>> BEGIN

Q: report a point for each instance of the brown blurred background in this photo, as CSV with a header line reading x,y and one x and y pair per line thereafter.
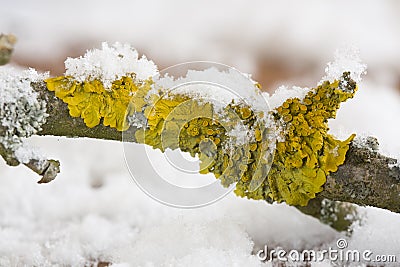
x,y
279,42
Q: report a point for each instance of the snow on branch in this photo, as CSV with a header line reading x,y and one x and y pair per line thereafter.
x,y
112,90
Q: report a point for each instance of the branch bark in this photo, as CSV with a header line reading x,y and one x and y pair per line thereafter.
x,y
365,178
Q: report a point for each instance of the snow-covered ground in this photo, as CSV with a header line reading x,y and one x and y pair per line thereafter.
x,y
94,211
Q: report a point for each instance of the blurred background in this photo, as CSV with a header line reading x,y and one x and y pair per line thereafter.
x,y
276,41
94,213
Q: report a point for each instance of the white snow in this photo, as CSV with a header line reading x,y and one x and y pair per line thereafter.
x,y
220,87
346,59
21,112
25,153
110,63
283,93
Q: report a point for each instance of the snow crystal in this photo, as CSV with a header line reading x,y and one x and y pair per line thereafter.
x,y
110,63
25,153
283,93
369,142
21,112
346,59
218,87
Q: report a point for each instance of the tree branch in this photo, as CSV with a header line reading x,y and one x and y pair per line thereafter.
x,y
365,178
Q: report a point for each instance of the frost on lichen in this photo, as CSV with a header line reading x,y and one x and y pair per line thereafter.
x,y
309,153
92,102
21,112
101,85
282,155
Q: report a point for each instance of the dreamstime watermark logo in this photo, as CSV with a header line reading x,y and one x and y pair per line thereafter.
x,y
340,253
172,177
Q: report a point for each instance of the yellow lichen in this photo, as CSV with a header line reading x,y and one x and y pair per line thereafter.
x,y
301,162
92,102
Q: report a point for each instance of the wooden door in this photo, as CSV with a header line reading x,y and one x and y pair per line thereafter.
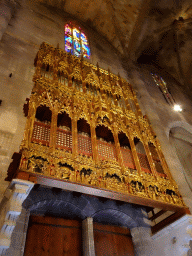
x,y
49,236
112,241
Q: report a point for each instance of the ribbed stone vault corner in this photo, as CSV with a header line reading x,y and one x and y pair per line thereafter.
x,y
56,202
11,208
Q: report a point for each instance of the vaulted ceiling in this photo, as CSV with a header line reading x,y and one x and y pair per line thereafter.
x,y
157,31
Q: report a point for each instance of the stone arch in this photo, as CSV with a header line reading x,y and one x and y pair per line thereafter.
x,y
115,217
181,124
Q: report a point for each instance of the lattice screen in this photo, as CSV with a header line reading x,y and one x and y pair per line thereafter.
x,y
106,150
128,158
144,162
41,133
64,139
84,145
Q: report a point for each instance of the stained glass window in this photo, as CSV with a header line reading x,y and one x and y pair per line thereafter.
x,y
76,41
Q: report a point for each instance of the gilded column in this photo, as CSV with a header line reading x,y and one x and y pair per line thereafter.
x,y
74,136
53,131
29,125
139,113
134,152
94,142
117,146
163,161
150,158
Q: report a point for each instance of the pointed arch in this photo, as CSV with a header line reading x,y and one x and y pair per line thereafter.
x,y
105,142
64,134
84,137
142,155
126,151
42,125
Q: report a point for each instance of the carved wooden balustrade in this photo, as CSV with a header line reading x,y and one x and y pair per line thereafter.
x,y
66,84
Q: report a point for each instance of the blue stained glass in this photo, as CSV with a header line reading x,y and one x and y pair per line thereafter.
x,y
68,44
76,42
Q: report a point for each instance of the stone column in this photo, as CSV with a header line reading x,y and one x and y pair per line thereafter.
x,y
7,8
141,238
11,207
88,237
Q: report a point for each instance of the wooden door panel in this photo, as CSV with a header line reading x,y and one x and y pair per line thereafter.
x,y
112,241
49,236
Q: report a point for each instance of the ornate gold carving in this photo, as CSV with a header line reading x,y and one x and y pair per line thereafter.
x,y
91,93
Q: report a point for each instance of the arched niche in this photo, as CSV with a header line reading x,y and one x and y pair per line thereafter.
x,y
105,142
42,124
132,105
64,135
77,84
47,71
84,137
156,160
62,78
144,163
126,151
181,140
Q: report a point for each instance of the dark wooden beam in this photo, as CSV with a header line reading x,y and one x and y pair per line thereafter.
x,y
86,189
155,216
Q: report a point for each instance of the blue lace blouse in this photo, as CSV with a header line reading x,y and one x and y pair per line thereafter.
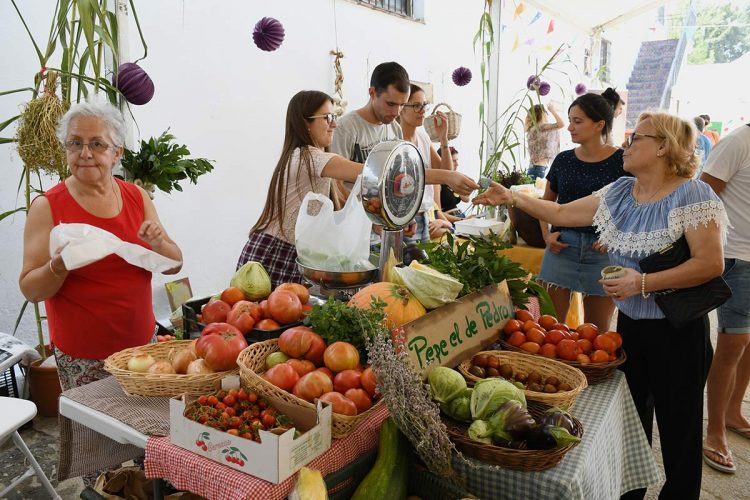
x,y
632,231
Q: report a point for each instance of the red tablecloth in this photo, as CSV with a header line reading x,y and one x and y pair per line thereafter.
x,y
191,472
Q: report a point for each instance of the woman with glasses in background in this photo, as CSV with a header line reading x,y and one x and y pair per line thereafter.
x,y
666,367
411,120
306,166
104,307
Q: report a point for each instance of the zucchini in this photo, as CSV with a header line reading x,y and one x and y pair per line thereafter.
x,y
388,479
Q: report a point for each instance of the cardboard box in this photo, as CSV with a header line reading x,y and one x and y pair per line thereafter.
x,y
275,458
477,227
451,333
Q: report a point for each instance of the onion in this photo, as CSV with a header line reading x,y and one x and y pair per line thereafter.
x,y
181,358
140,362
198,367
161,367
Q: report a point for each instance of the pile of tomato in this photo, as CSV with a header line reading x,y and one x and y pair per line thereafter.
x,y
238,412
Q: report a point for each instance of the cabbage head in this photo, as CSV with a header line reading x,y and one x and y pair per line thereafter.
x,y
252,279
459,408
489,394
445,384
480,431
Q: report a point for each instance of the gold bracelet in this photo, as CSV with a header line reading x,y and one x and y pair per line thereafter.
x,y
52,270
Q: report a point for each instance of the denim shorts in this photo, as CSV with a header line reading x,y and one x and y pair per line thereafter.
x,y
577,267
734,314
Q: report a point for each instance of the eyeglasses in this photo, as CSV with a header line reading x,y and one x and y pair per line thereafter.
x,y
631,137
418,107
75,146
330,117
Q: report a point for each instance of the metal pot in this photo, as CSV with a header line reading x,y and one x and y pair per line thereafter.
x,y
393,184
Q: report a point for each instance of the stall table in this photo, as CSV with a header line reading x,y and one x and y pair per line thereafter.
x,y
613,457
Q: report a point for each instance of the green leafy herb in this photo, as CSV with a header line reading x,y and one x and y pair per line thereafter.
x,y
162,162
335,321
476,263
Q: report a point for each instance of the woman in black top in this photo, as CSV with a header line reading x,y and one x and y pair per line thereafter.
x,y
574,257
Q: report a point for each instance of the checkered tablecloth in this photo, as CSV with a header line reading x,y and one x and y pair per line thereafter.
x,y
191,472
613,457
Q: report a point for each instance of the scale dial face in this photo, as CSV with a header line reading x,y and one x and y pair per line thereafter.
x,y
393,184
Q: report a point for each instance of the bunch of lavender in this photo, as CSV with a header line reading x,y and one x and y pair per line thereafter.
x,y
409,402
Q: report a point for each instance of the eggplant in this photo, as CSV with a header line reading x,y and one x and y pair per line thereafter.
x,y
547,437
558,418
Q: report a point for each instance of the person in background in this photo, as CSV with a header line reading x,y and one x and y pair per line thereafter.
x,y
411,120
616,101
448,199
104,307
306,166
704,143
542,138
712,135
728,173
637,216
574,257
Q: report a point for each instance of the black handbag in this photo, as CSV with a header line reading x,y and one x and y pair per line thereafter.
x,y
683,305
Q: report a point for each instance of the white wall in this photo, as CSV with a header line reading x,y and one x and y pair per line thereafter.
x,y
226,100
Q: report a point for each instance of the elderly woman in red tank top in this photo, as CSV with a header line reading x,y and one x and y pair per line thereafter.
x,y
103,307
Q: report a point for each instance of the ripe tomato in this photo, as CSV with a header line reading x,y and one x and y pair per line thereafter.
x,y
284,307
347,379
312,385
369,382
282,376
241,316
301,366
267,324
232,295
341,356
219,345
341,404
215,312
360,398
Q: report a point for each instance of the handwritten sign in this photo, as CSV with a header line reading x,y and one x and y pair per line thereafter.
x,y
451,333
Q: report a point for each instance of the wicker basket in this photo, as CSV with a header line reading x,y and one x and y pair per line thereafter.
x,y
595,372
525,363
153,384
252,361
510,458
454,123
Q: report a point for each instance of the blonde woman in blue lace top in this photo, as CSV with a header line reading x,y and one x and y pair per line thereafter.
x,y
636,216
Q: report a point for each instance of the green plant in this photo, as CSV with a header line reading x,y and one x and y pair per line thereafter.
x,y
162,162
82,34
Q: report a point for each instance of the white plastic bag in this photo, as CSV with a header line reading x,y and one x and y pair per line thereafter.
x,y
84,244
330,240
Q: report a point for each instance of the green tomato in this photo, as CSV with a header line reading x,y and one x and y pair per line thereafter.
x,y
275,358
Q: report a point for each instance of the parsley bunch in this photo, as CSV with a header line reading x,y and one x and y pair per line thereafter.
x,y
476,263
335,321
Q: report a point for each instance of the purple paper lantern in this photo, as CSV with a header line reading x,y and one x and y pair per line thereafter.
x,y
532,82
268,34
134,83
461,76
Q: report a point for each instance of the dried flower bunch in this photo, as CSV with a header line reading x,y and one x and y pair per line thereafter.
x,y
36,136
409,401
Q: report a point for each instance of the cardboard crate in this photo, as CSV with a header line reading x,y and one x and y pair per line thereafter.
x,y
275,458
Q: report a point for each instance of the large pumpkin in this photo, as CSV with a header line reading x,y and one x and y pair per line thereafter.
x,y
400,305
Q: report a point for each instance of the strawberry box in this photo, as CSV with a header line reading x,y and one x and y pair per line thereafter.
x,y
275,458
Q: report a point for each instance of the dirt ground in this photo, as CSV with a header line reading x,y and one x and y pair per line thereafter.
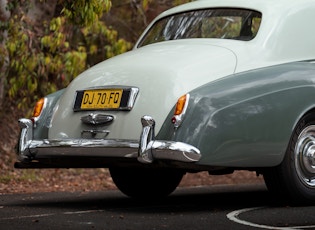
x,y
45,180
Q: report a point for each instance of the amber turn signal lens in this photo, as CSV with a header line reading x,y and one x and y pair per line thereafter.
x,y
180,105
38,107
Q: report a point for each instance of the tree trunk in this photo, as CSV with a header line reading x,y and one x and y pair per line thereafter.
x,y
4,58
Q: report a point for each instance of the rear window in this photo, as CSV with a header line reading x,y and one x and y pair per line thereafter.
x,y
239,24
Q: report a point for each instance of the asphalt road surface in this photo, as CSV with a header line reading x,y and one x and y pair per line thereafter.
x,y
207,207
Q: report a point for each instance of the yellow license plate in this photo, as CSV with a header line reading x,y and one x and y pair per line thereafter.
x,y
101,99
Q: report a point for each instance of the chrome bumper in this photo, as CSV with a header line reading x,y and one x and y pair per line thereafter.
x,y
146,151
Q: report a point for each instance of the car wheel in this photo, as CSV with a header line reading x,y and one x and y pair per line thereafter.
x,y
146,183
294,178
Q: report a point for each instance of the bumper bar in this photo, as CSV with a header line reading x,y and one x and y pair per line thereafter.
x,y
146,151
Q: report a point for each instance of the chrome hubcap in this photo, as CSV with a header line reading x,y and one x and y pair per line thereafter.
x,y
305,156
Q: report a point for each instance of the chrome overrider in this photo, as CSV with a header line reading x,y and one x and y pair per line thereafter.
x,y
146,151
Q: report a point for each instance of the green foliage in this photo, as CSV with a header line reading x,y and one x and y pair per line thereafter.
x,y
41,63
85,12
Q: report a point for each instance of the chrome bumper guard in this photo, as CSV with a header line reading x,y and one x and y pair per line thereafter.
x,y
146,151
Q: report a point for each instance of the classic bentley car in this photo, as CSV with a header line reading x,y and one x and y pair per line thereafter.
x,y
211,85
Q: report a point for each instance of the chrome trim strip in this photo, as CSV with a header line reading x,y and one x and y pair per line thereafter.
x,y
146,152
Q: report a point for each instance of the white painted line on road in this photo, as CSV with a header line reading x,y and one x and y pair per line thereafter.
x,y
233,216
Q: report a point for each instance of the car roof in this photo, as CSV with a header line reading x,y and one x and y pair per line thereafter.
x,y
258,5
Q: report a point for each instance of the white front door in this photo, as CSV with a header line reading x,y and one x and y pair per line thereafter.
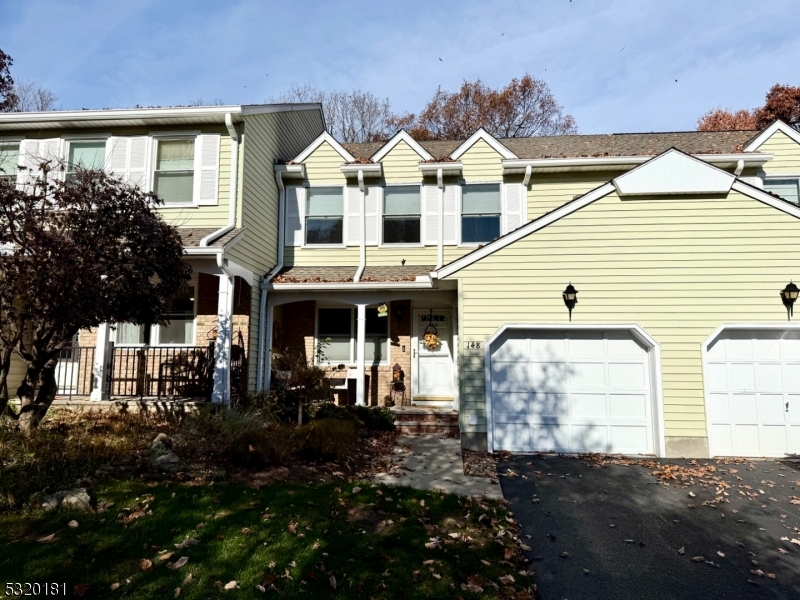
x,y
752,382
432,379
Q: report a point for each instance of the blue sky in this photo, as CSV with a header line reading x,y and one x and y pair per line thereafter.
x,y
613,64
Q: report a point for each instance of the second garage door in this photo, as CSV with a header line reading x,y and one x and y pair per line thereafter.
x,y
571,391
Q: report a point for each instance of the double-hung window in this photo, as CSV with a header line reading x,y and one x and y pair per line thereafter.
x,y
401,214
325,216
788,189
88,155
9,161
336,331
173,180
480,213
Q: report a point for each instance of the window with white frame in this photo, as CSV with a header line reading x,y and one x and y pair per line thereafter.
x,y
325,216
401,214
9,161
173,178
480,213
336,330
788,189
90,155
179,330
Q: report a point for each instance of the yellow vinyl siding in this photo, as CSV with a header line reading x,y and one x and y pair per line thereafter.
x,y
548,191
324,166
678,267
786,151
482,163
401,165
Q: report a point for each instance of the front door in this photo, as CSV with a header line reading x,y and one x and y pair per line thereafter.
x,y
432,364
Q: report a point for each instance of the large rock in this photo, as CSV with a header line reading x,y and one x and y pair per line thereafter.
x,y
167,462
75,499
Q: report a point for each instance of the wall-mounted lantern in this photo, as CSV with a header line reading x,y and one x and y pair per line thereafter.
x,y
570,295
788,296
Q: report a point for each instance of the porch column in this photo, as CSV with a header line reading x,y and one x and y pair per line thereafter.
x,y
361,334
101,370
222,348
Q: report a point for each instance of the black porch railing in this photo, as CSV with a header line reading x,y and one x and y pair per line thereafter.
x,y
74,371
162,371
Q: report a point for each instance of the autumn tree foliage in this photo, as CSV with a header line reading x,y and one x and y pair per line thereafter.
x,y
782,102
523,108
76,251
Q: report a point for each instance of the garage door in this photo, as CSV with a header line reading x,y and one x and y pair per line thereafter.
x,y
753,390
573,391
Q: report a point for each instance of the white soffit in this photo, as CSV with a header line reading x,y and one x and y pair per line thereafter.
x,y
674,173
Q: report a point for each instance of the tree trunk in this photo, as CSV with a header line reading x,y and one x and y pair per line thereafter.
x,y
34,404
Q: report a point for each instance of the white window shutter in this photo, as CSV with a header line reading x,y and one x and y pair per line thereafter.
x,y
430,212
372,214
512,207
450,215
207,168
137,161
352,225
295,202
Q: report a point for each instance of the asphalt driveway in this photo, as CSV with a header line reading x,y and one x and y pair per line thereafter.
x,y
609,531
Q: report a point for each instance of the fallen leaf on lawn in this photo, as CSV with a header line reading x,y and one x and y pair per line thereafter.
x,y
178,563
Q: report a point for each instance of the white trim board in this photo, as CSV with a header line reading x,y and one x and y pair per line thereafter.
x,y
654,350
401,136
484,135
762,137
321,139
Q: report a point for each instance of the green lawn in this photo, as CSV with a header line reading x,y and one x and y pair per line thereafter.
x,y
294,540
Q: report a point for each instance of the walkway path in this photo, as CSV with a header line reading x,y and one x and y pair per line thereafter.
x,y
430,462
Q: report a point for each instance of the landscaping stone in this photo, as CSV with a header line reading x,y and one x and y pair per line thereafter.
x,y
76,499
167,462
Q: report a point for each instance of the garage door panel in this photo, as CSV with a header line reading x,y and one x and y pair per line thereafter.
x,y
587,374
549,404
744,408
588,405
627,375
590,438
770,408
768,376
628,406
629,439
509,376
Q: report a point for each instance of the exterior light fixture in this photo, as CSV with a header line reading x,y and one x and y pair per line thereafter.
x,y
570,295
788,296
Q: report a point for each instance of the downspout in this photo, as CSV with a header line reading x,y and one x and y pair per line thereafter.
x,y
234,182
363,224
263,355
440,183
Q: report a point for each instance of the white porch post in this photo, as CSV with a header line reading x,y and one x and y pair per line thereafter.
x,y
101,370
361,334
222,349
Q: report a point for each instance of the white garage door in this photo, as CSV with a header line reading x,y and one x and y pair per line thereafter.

>> END

OBJECTIVE >> Write out again, unchanged, every line from the line containing "Q: report a point for each instance of the downspout" to the final line of the material above.

WRITTEN ANSWER >>
Q: report a point for each instance of the downspout in this photo, as CSV with a header line reading x,y and one x and y pair per line thereafter.
x,y
234,182
363,224
263,355
440,183
Q: report a point for each instance of the white porch post in this photo, as CSV with a header line reading x,y and one x and y pair per line thereafter.
x,y
101,370
361,334
222,349
Q: report a point for each instance of the white garage door in this photo, as CSV with a header line reading x,y and one x and y pair per line thereafter.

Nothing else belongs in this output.